Aim of the exercise -
The records below need to be restated word for word.
========================================
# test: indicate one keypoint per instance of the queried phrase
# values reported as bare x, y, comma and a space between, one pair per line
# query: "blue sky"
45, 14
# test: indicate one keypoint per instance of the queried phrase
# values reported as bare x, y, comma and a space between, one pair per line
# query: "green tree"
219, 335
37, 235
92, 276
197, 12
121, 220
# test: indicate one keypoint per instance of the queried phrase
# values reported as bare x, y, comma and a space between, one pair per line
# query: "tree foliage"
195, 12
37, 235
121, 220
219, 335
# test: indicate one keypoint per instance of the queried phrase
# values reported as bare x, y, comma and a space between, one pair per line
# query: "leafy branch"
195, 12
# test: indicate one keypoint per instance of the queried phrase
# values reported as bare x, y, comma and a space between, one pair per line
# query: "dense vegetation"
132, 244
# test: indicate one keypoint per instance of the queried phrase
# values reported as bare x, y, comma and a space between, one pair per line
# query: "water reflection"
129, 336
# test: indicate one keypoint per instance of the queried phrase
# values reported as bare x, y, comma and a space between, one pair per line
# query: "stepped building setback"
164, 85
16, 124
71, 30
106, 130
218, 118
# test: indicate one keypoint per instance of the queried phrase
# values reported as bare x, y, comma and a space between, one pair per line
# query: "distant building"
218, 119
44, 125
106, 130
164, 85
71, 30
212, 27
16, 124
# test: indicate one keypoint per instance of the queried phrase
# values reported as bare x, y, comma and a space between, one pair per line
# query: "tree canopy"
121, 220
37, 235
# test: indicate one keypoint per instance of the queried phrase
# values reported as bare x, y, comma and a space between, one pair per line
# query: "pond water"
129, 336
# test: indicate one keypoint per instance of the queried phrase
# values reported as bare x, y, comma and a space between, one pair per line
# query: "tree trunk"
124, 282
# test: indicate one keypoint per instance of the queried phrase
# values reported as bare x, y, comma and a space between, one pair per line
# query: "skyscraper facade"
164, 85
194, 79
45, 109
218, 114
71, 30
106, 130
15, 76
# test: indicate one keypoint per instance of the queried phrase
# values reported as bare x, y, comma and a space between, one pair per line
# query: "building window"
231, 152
========================================
Response area -
# test: indicate one keypoint per instance of the queried phrase
# values reported as bare x, y, comma and a space between, one pair per line
# query: "blue sky"
45, 14
# test: indicate one keypoint per instance of the queried phrase
# values reported as bare x, y, comma and a space between, one pair per line
# query: "green tree"
219, 335
37, 235
92, 276
197, 12
121, 220
# test: indicate one keypoint per instance of the queried phrase
# values reported as bare x, y, comma and a space between, one pair per line
# query: "tree foliage"
195, 12
37, 235
121, 220
219, 335
# test: indicate one keypoint per instance of the queried phrase
# values reported as bare x, y, comma and a space between, one pair per line
# query: "leafy branch"
195, 12
# test: indicate one keypoint per instance of the queried phrase
# values reported as bare x, y, comma and a space between, one pair per line
# query: "dense vegetation"
132, 244
# test: indicate one keypoint per instance of the queried phrase
# values reported as bare x, y, comma and a space between, one pair per line
# query: "water reflection"
129, 336
# test: indicate one keypoint per instance of the queried phrase
# values reported as bare x, y, comma and a space between, one pair per line
# query: "stepped building setback"
164, 85
16, 124
71, 30
106, 130
218, 118
# test: indicate one keypoint per instance of the queried phrase
# values reported as bare x, y, comma and a space between, one pair per line
# query: "distant building"
218, 119
44, 125
106, 130
164, 85
71, 30
212, 27
16, 124
# test: indicate one keypoint per instance of the queried phrase
# values reported as bare x, y, comma and a space between, one pair per line
# query: "tree canopy"
121, 220
37, 235
# test: indicate one keypoint per instance of the queried phrase
# values reported as bare x, y, comma and a space between, one pair per line
# query: "pond water"
129, 336
# test: indicate one keypoint per instance of the queried phrase
# values reported as bare x, y, comma and a space between, one pair per line
# query: "tree trunk"
124, 282
# test: indicate one keypoint per instance of the queried phrase
# values reported as bare x, y, comma and a space between, one pair per line
# query: "skyscraper facade"
164, 85
194, 79
45, 109
218, 114
71, 30
106, 130
15, 76
# test: indicate one keypoint per instance of the queried phrase
# values reported as bare x, y, comma and a space between, one pair per line
# query: "building window"
231, 152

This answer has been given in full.